■ **DATA FOR PROCESSING**
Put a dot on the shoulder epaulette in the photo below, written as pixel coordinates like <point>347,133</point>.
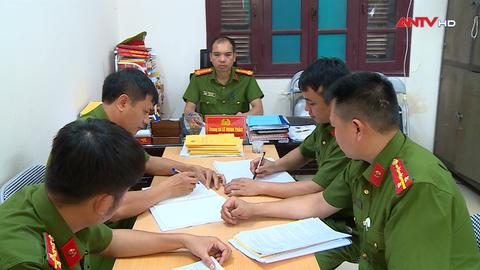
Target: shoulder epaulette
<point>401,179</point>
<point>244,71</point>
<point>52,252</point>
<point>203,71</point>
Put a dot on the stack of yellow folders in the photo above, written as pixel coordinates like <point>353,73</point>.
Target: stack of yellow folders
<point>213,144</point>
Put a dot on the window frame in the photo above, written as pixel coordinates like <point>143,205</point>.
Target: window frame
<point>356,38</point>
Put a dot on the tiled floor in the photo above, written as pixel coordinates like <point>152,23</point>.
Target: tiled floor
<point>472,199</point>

---

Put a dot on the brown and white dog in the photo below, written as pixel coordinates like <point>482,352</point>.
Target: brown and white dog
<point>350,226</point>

* * *

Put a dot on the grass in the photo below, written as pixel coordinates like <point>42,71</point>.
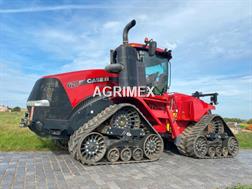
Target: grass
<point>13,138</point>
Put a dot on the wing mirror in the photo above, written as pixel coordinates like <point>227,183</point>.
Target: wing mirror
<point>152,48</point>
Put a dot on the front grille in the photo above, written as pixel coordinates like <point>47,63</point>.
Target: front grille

■ **WHAT NEEDS TO BE DONE**
Recast the records from the line with "Put a dot on the tiled" up to and including the line with "<point>472,199</point>" as a JSON list of strings, one string per line, with blank lines omitted.

■ **OUTPUT OF THE TASK**
[
  "Put a dot on the tiled floor in the photo above, written as pixel coordinates like <point>152,23</point>.",
  "Target: tiled floor",
  "<point>472,199</point>"
]